▶ [WHAT YOU SHOULD DO]
Output only the lines below that start at the line containing "Pick out a point on every instance of the fingernail." and end at the line containing "Pick out a point on every instance of the bed.", with both ends kept.

▶ [SOURCE DATA]

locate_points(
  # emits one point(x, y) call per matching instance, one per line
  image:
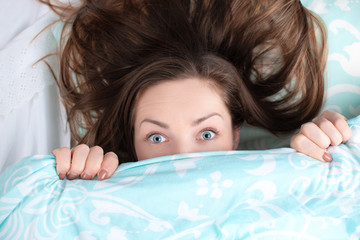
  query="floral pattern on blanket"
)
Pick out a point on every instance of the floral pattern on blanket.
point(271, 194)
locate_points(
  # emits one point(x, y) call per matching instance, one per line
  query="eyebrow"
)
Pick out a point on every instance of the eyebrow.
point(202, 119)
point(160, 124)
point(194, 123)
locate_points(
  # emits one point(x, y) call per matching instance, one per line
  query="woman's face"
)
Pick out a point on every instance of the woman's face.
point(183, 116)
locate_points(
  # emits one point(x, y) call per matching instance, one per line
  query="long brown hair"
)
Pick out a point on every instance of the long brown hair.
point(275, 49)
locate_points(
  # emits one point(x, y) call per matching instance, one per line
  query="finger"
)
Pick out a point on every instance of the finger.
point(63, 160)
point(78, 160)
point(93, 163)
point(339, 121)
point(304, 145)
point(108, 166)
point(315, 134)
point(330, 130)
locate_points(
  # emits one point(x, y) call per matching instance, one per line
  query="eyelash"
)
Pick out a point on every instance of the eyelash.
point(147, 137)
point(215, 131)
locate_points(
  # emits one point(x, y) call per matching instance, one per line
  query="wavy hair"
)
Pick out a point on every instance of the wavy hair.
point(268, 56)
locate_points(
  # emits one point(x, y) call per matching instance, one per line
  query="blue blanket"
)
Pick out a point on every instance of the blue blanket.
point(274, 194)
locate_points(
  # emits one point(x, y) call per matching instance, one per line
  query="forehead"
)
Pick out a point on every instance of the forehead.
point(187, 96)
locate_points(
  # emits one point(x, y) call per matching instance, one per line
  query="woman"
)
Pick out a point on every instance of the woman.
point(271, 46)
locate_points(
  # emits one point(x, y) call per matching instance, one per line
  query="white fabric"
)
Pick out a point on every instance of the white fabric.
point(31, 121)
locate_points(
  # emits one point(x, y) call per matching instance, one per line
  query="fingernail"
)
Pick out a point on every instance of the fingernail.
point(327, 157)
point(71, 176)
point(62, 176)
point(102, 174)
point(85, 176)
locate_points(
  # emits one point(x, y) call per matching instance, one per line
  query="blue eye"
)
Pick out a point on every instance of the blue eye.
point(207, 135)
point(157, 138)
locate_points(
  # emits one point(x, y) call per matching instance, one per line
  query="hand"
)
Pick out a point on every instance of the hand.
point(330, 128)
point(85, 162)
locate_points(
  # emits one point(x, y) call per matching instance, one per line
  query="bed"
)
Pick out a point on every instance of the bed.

---

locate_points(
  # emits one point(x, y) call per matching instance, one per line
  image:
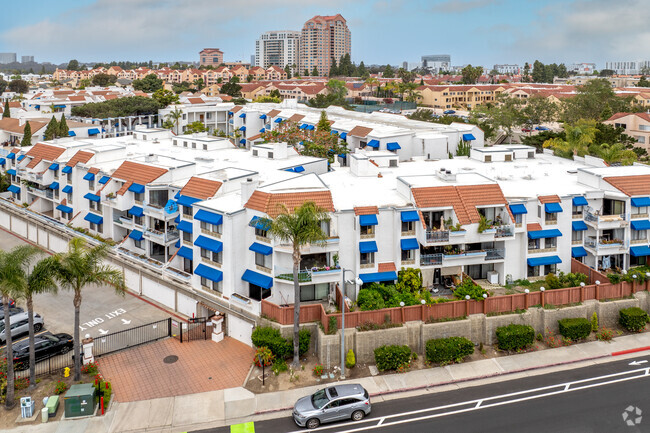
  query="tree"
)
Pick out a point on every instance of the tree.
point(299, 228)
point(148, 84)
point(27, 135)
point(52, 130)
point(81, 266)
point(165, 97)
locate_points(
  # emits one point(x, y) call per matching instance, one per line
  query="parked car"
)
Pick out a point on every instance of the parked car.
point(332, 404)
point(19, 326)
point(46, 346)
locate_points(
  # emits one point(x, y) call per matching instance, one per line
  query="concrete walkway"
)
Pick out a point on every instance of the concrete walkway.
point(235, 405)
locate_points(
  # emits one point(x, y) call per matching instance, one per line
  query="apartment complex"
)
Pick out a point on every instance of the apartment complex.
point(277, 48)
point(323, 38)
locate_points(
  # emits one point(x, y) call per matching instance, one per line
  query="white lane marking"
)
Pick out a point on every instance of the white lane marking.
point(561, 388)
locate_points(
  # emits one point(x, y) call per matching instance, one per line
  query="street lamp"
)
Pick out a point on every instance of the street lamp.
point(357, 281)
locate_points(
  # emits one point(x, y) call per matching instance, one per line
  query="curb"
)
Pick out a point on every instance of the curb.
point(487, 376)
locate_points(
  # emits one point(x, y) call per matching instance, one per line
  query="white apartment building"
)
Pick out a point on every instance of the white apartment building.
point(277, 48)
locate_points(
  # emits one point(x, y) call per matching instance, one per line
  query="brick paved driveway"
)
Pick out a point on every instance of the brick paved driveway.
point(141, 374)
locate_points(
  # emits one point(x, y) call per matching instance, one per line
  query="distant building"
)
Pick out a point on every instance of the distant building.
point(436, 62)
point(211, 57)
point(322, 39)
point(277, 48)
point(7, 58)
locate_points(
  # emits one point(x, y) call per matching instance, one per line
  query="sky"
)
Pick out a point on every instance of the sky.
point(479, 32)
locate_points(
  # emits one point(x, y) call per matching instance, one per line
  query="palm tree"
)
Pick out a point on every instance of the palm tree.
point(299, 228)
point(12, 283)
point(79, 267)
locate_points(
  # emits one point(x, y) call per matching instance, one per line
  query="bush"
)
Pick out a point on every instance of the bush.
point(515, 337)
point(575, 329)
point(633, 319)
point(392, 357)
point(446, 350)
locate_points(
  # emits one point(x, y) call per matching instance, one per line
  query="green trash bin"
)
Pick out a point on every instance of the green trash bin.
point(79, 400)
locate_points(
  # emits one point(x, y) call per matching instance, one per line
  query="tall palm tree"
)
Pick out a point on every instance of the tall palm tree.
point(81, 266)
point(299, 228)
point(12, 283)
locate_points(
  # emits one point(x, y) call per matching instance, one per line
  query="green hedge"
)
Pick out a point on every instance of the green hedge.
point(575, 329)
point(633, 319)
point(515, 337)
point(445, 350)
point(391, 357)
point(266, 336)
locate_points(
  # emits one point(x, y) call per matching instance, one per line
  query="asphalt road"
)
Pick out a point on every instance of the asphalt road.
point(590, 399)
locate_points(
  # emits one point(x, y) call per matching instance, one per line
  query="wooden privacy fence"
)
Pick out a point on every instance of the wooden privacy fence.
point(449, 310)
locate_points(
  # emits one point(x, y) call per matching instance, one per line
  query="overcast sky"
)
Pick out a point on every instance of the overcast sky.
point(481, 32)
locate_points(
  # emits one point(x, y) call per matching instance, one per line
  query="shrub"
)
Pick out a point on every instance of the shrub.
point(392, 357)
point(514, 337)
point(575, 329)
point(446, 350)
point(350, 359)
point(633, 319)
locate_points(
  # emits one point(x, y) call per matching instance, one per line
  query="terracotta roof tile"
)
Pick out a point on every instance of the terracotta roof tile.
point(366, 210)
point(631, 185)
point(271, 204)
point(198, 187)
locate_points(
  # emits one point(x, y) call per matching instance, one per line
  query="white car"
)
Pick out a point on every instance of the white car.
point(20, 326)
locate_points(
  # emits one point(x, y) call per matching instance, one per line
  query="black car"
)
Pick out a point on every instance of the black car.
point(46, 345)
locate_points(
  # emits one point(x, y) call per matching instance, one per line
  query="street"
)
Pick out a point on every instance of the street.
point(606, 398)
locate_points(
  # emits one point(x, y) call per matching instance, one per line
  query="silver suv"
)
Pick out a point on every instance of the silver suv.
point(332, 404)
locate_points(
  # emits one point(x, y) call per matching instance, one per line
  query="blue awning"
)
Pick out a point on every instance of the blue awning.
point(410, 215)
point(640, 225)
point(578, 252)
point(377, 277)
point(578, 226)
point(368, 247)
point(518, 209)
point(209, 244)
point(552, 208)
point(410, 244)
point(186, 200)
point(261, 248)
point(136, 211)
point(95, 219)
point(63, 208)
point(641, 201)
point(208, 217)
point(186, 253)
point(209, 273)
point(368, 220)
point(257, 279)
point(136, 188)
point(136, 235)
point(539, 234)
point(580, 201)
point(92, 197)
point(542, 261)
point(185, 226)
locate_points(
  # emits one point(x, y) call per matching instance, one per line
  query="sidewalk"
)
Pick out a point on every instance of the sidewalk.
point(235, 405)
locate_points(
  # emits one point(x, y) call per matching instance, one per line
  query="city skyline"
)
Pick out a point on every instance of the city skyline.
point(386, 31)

▶ [THE COMPLETED TASK]
Pick out a point on every instance of the fingernail.
point(327, 157)
point(71, 176)
point(62, 176)
point(102, 174)
point(85, 176)
locate_points(
  # emits one point(x, y) call per matching instance, one per line
  query="blue eye"
)
Pick out a point on every instance of the blue eye.
point(207, 135)
point(157, 138)
locate_points(
  # emits one point(x, y) call per matching instance, one per line
  query="hand"
)
Pick out a point on every instance of the hand.
point(330, 128)
point(85, 162)
locate_points(
  # emits one point(x, y) call per matching instance, one per line
  query="bed"
)
Pick out a point on every instance of the bed.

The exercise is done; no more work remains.